▸ **Your goal**: Write out exactly the lines from the one containing "[trace] cloudy sky" through the last line of the records below, including both.

## begin Stored rows

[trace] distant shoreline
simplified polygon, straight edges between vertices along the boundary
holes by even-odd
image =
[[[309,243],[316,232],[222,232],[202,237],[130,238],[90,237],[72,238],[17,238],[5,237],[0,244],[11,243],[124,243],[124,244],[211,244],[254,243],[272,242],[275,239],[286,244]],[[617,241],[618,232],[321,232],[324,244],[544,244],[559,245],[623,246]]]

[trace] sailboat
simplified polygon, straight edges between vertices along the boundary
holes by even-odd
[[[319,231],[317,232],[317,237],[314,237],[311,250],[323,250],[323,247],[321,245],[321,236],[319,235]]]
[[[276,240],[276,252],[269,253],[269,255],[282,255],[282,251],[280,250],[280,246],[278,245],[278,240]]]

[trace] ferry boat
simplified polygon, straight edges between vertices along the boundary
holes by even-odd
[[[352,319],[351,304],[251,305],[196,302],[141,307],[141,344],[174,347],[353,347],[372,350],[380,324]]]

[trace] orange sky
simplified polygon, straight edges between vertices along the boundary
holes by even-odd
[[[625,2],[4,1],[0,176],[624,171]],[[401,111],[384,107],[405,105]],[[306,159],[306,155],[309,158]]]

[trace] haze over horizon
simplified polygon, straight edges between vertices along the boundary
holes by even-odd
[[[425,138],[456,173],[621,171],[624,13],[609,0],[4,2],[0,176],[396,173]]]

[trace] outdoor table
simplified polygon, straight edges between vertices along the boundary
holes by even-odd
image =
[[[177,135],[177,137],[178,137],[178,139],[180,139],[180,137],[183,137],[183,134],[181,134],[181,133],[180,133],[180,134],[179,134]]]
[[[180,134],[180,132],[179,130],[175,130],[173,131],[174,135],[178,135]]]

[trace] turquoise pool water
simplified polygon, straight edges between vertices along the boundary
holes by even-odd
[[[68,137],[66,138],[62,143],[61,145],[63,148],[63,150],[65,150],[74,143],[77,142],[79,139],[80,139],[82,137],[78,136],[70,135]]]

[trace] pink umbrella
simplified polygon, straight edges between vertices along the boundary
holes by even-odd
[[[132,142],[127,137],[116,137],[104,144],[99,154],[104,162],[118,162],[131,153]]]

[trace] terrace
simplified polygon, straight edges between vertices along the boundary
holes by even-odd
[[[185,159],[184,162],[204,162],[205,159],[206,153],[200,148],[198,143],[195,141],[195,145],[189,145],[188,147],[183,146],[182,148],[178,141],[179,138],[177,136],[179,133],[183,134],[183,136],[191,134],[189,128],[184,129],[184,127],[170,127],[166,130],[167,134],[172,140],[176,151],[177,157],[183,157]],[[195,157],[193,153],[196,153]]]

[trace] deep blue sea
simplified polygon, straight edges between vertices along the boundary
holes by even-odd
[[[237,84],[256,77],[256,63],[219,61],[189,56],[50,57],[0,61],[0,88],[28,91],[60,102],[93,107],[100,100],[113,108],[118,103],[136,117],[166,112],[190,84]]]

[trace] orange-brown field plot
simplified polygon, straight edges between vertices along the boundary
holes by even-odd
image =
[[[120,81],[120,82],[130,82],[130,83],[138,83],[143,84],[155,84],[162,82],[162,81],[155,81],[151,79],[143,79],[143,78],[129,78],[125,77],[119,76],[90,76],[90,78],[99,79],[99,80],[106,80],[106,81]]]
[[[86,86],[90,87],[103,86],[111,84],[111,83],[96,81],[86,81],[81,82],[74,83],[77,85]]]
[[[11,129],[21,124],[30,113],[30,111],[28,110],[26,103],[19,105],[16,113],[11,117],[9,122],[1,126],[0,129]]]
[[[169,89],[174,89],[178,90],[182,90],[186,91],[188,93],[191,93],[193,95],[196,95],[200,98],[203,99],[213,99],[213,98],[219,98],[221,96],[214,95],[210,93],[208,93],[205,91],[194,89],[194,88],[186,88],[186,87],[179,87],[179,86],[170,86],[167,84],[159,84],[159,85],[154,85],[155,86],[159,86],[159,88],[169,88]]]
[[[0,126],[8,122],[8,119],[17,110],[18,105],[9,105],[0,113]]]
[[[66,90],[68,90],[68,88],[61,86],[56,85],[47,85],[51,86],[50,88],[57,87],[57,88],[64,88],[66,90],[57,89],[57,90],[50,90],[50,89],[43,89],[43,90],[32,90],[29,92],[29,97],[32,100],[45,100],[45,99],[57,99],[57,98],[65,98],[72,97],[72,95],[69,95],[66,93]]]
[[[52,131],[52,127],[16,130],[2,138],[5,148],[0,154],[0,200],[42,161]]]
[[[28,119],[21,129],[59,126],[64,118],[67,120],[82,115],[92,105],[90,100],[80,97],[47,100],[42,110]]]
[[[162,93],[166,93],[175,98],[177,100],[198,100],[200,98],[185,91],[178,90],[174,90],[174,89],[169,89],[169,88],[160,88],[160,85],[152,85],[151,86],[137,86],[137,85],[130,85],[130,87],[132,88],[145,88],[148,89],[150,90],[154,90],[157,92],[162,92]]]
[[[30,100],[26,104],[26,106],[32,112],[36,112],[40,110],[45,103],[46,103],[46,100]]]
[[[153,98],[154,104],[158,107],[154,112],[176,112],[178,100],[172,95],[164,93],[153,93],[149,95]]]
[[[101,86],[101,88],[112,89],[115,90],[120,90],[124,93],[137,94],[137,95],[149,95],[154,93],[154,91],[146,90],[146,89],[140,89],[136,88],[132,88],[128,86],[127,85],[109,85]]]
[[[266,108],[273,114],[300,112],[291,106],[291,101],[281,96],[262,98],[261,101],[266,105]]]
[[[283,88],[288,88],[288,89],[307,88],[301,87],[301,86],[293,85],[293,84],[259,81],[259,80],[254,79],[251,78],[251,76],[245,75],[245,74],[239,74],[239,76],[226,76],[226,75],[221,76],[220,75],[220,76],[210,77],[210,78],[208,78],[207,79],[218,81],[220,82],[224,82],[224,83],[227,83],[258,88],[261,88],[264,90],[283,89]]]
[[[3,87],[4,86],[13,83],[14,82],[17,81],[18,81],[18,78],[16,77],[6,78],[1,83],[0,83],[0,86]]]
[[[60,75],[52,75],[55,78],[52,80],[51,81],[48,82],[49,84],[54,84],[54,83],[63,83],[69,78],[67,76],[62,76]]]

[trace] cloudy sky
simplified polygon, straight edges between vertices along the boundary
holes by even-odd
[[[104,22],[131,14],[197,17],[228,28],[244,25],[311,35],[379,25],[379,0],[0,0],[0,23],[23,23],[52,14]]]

## end Stored rows

▸ **Complete answer**:
[trace] cloudy sky
simplified polygon, straight edges between vertices along the boundary
holes by even-odd
[[[104,22],[131,14],[197,17],[228,28],[244,25],[311,35],[379,25],[379,0],[0,0],[0,23],[23,23],[52,14]]]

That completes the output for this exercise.